MATERIAL FOR THIS EXERCISE:
╭──

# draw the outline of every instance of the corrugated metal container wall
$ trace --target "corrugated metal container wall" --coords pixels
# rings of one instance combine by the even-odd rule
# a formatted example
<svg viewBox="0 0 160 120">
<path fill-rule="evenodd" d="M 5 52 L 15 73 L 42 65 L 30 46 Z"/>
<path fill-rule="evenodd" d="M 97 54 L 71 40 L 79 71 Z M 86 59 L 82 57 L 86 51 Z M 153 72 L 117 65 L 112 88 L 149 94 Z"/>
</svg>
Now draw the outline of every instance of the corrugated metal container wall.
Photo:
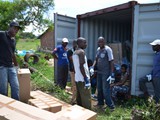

╰──

THE PROBLEM: Reproduce the listing above verbatim, line for line, but leave out the picture.

WORKED ANSWER:
# draw the outline of every instance of the corrugated metal container wall
$ trace --target "corrugated metal container wall" --coords pixels
# rings of one instance combine by the even-odd rule
# a formatted example
<svg viewBox="0 0 160 120">
<path fill-rule="evenodd" d="M 5 52 L 15 73 L 42 65 L 30 46 Z"/>
<path fill-rule="evenodd" d="M 97 54 L 71 40 L 79 71 Z M 86 59 L 82 57 L 86 51 Z M 153 72 L 117 65 L 112 88 L 149 94 Z"/>
</svg>
Now draw the outline of every instance of the corrugated metal container wall.
Photo:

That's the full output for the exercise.